WHAT IS REQUIRED – Revise the entries starting at the beginning and ending at the line that contains "box: [251, 145, 278, 156]", replacing "sequence" with "order" and leaving everything else unchanged. Leave the picture out of your answer.

-------------------------

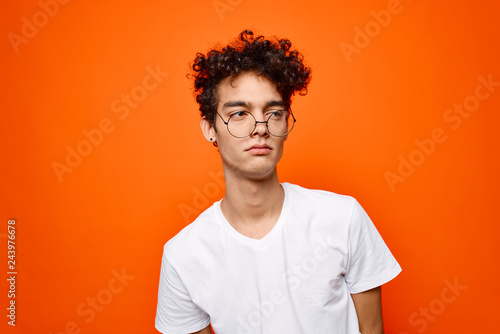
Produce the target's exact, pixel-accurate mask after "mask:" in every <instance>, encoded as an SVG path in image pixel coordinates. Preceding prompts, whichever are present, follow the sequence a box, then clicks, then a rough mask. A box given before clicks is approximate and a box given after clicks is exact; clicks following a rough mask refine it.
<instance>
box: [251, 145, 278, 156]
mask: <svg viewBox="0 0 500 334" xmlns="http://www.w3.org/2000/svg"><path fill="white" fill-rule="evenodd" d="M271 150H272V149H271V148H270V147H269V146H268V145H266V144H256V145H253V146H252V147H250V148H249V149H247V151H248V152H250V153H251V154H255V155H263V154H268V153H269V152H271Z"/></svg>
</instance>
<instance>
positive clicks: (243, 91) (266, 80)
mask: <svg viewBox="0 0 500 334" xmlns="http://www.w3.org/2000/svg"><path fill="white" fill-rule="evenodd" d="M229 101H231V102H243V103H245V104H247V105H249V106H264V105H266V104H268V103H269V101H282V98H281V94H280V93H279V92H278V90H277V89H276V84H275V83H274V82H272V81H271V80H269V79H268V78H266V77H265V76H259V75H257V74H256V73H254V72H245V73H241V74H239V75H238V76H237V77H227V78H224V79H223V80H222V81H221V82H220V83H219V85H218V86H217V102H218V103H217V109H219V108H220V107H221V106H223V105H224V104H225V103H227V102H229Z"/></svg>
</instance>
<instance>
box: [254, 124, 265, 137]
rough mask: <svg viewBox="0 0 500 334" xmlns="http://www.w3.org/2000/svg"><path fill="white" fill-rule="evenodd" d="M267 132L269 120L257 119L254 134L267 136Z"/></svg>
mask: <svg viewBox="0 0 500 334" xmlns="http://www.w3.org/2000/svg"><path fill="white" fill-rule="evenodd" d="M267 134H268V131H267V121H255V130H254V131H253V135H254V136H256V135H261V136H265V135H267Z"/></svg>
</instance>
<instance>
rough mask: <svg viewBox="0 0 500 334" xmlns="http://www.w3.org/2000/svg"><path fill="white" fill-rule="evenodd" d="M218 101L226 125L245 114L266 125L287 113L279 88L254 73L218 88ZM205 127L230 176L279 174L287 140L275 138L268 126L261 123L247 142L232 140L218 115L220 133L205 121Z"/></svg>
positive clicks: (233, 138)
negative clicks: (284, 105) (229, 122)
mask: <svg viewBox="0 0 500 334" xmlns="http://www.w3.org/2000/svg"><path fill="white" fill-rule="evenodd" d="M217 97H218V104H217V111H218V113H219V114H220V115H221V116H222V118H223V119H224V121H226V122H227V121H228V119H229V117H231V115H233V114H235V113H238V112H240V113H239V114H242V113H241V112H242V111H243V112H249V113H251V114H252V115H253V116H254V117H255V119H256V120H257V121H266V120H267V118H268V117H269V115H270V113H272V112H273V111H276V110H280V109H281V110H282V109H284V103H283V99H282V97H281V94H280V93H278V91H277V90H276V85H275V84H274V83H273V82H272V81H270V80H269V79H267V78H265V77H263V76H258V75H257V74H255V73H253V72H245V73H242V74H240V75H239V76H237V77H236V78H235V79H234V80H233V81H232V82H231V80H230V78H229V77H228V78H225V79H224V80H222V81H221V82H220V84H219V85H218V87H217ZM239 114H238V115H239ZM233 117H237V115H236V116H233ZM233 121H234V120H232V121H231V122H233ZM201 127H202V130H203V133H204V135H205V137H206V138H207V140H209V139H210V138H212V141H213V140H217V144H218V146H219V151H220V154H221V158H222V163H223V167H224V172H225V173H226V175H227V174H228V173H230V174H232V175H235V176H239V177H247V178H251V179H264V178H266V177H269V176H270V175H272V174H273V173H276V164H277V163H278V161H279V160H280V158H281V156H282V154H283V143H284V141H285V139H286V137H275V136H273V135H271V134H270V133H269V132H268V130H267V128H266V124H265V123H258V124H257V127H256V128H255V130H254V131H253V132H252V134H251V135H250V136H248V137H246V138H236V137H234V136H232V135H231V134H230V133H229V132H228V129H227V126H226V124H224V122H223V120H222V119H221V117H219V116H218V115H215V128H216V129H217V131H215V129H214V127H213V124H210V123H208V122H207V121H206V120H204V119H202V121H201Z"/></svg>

-------------------------

THE ANSWER –
Produce the target's exact, pixel-accurate mask after "mask:" in every <instance>, encoded as an SVG path in image pixel coordinates. Preceding prompts, whichever are present, follow the order a box, then clicks, then a rough mask. A box given before clicks is approximate and a box given after clicks is exact; clicks following a rough mask refine it.
<instance>
box: [251, 145, 278, 156]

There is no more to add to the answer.